### Text extract
#####

The deal gets more intriguing still. Flextronics agreed that Motorola could buy the right to exercise the warrants for another $300 million, and capped the future revenue discounts related to the warrants vesting at that price. This is significant, as the disclosure gives Flextronics's investors a solid outside number in calculating the impact of the stock-based rebate program on the company's GAAP earnings per share.

Dykes and vice president of finance Thomas Smach assert that because Motorola isn't required to use Flextronics's manufacturing capacity, and can buy the rights to exercise the warrants for $300 million, the rules for recognizing the warrant expense over the life of the contract don't apply to the deal. However, the $300 million exercise price is reduced each quarter, based on the amount of revenue the company receives from Motorola. This is not a vesting schedule, says Dykes.

Analysts aren't so sure. "They gave away 5 percent of their common stock to get that deal," says Craig Sheets, an analyst at the Center for Financial Research and Analysis. "The $286 million charge should likely be taken over the 18 quarters of the deal, not all at once, and probably as adjustments to revenue, not as an unrelated line item on the income statement."

#####

### Raw data
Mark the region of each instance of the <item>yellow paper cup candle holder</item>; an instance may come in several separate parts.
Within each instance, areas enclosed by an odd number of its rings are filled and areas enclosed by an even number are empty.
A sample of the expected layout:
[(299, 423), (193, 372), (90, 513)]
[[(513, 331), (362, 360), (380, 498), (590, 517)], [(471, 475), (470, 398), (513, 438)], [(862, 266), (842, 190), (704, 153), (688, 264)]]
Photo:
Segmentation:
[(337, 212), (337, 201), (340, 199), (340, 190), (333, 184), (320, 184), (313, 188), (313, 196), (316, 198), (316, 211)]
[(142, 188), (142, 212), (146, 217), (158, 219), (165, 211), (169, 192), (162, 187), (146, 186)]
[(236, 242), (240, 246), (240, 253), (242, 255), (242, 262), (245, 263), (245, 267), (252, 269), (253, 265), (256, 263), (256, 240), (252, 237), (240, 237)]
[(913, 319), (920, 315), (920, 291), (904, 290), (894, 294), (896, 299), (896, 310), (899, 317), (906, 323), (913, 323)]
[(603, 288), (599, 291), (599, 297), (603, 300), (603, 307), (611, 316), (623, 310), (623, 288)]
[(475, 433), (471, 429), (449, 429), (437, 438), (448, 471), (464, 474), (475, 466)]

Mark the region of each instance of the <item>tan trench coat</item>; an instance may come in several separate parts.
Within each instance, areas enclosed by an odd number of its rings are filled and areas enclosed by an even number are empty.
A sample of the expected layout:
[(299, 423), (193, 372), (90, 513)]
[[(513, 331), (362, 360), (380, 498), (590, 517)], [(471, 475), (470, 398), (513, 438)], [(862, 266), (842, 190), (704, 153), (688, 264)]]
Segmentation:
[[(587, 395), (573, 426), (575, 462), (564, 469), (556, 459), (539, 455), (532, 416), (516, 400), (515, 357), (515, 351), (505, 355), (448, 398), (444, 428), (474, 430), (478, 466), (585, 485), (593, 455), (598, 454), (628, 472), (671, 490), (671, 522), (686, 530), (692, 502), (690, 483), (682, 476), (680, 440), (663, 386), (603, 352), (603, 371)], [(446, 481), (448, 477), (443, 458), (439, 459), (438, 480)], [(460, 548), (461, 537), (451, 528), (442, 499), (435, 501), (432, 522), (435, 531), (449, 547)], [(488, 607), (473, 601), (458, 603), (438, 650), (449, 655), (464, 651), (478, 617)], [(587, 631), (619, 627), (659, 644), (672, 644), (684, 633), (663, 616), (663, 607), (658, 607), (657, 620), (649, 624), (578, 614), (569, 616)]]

#####

### Task description
In the text above on the Flextronics deal with Motorola, condense the paragraph beginning "Dykes and vice president of finance" into a short list that keeps its main facts.

### Final answer
- Dykes and finance vice president Thomas Smach argue that the rules for recognizing warrant expense over the contract's life don't apply to the deal.
- Their reasons: Motorola isn't required to use Flextronics's manufacturing capacity, and it can buy the rights to exercise the warrants for $300 million.
- That $300 million exercise price drops each quarter, based on the revenue the company receives from Motorola.
- Dykes says this is not a vesting schedule.